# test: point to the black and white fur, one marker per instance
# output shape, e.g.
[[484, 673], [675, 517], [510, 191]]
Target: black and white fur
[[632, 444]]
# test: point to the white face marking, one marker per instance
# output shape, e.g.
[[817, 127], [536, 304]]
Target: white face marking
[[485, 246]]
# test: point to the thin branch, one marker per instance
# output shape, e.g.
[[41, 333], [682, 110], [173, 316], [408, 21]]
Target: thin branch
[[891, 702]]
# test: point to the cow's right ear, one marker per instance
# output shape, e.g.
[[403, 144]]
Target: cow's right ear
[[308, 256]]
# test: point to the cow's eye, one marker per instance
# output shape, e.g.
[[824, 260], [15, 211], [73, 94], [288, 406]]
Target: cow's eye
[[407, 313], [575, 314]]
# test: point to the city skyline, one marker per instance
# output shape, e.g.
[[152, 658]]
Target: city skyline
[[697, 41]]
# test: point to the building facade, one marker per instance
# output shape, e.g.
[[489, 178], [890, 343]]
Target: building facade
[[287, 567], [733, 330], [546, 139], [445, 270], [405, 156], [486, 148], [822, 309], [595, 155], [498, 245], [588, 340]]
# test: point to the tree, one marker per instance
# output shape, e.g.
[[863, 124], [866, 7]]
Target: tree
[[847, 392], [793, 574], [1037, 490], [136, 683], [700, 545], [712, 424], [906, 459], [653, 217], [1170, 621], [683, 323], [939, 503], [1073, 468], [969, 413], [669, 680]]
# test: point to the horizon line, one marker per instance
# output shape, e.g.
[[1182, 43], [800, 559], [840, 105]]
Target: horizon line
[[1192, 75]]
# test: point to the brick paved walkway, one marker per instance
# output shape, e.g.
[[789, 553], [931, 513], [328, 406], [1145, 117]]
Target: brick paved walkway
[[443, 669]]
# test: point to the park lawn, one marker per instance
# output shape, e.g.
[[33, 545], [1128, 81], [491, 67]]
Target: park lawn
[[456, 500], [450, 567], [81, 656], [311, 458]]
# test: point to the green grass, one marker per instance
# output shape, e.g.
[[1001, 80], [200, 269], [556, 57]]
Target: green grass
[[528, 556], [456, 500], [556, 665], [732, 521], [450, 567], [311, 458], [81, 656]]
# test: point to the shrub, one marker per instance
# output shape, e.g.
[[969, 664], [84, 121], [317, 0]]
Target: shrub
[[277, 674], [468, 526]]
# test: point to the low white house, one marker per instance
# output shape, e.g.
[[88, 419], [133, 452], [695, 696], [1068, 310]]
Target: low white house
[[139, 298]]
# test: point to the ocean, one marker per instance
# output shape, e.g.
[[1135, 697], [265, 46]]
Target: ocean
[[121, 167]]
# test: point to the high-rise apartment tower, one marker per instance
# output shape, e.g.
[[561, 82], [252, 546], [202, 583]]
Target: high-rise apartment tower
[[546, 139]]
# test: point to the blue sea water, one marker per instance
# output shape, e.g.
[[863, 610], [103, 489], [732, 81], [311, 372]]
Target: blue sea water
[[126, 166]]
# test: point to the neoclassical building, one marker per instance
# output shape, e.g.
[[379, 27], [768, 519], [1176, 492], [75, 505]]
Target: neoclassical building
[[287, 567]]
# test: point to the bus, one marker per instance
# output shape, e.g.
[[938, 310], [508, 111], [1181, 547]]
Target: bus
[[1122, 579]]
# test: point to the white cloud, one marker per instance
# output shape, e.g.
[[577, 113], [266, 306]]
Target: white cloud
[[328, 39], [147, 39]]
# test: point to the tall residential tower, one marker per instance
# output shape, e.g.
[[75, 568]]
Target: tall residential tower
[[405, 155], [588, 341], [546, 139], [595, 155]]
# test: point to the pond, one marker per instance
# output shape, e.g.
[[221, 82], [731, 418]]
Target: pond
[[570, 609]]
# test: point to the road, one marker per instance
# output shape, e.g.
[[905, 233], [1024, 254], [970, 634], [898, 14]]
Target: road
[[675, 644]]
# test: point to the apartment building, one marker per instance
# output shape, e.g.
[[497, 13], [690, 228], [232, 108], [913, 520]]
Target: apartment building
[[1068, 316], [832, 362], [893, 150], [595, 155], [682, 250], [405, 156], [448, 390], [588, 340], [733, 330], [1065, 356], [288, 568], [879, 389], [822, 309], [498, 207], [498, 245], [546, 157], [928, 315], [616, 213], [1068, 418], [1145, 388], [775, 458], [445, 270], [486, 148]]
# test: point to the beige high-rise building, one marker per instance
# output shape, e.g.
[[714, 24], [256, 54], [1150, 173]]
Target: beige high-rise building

## GIVEN REQUEST
Put every line of the entries above into a Markdown table with the columns Row and Text. Number each line in Row, and leave out any blank lines.

## WORKED ANSWER
| Row | Text |
|---|---|
| 1 | # test: point to the black and white fur, one marker per instance |
| 2 | # output shape, e.g. |
| 3 | [[484, 673], [675, 517], [510, 191]] |
| 4 | Target: black and white fur |
| 5 | [[632, 444]] |
| 6 | # test: point to the white face marking, one marker per instance |
| 7 | # output shape, e.g. |
| 8 | [[817, 127], [536, 304]] |
| 9 | Target: white face marking |
| 10 | [[485, 246]] |
| 11 | # test: point to the thin branch, one marker per instance |
| 12 | # output shape, e.g. |
| 13 | [[41, 333], [682, 110], [173, 316], [408, 21]] |
| 14 | Target: thin branch |
| 15 | [[891, 702]] |
| 16 | # test: point to the cow's right ear, one marker per instance |
| 17 | # output shape, e.g. |
| 18 | [[403, 144]] |
| 19 | Target: cow's right ear |
| 20 | [[308, 256]] |
| 21 | # test: point to the cow's eye, one marker per instance |
| 22 | # output shape, e.g. |
| 23 | [[824, 260], [15, 211], [73, 94], [288, 406]] |
| 24 | Target: cow's eye |
| 25 | [[407, 313], [575, 314]] |
| 26 | # test: point to the city skyline, one marker per instance |
| 27 | # output shape, e.g. |
| 28 | [[152, 658]] |
| 29 | Target: city skyline |
| 30 | [[697, 41]] |
| 31 | # test: point to the building facade, one marker per instance |
| 32 | # output shape, e.g. |
| 33 | [[489, 178], [890, 343]] |
| 34 | Target: building facade |
| 35 | [[287, 567], [733, 330], [546, 139], [445, 270], [405, 156], [486, 148], [822, 309], [595, 155], [498, 245], [588, 340]] |
| 36 | # test: point to the tree, one marker per instance |
| 37 | # output shape, e.g. |
| 38 | [[863, 124], [866, 7]] |
| 39 | Target: tree |
| 40 | [[847, 392], [793, 574], [1037, 490], [136, 683], [700, 545], [712, 424], [906, 459], [653, 217], [1170, 621], [683, 323], [939, 503], [1073, 468], [969, 413], [669, 680]] |
| 41 | # test: point to the horizon line, one marker per instance |
| 42 | # output shape, e.g. |
| 43 | [[1182, 43], [800, 559], [840, 105]] |
| 44 | Target: horizon line |
| 45 | [[1192, 75]] |
| 46 | # test: point to the brick paved walkway, one marker per instance |
| 47 | # output shape, e.g. |
| 48 | [[789, 553], [931, 513], [328, 406], [1145, 117]] |
| 49 | Target: brick paved walkway |
| 50 | [[443, 669]] |
| 51 | # test: point to the park lawn, one marker per instance |
| 52 | # output shape, e.g. |
| 53 | [[33, 545], [1128, 81], [491, 67]] |
| 54 | Target: park lawn |
| 55 | [[456, 500], [450, 567], [81, 656], [311, 458]] |
| 56 | # test: point to the green grass, one marker per instance |
| 57 | # output shape, e.g. |
| 58 | [[1001, 80], [200, 269], [556, 57]] |
| 59 | Target: green grass |
| 60 | [[528, 556], [456, 500], [556, 665], [732, 521], [450, 567], [311, 458], [81, 656]] |
| 61 | # test: point to the shrub, one marker per instance |
| 62 | # output shape, e.g. |
| 63 | [[969, 664], [84, 121], [317, 0]] |
| 64 | Target: shrub |
| 65 | [[277, 674], [468, 526]] |
| 66 | # test: point to the low white house, one marker per instance |
| 67 | # output shape, e.g. |
| 68 | [[88, 419], [133, 452], [695, 696], [1068, 310]] |
| 69 | Target: low white house |
| 70 | [[139, 298]] |
| 71 | # test: point to the ocean, one marker per instance |
| 72 | # output shape, e.g. |
| 73 | [[1135, 697], [265, 46]] |
| 74 | Target: ocean |
| 75 | [[121, 167]] |
| 76 | # test: point to the high-rise apartment tower, one marker per instance |
| 77 | # output shape, e.g. |
| 78 | [[561, 82], [252, 546], [202, 583]] |
| 79 | Target: high-rise apartment tower |
| 80 | [[546, 139]] |
| 81 | # test: point to the blue sea water, one marker per instance |
| 82 | # output shape, e.g. |
| 83 | [[863, 610], [103, 489], [732, 81], [311, 372]] |
| 84 | Target: blue sea water |
| 85 | [[126, 166]] |
| 86 | # test: point to the neoclassical building, one marker per instance |
| 87 | # output shape, e.g. |
| 88 | [[379, 27], [768, 519], [1176, 492], [75, 505]] |
| 89 | Target: neoclassical building |
| 90 | [[287, 567]] |
| 91 | # test: point to the bus, one marker per instance |
| 92 | # output shape, e.g. |
| 93 | [[938, 310], [508, 111], [1181, 547]] |
| 94 | Target: bus |
| 95 | [[1122, 579]] |
| 96 | # test: point to the white cloud, one marker per instance |
| 97 | # output shape, e.g. |
| 98 | [[577, 113], [266, 306]] |
| 99 | Target: white cloud |
| 100 | [[328, 39], [147, 39]] |
| 101 | # test: point to the tall residential tower, one marker per instance |
| 102 | # output shape, e.g. |
| 103 | [[75, 568]] |
| 104 | Target: tall residential tower |
| 105 | [[405, 155], [588, 341], [546, 139], [595, 155]] |
| 106 | # test: point to the pond, one marker per instance |
| 107 | # output shape, e.g. |
| 108 | [[221, 82], [731, 418]] |
| 109 | Target: pond |
| 110 | [[570, 609]] |
| 111 | # test: point to the road, one marker per instance |
| 112 | # output shape, e.g. |
| 113 | [[905, 233], [1024, 254], [970, 634], [898, 14]] |
| 114 | Target: road |
| 115 | [[675, 644]] |
| 116 | # test: point to the apartment building, one marker per instance |
| 117 | # output shape, e.g. |
| 118 | [[497, 13], [690, 228], [232, 108], [913, 520]] |
| 119 | Target: apartment building |
| 120 | [[1068, 316], [832, 362], [893, 150], [595, 155], [682, 250], [405, 156], [448, 390], [588, 340], [733, 330], [1065, 356], [288, 568], [879, 389], [822, 309], [498, 207], [498, 245], [546, 157], [928, 315], [616, 213], [1068, 418], [1145, 388], [775, 458], [445, 270], [486, 148]] |
| 121 | # test: point to the beige high-rise building, one marker per instance |
| 122 | # output shape, e.g. |
| 123 | [[714, 24], [256, 54], [1150, 173]] |
| 124 | Target: beige high-rise building |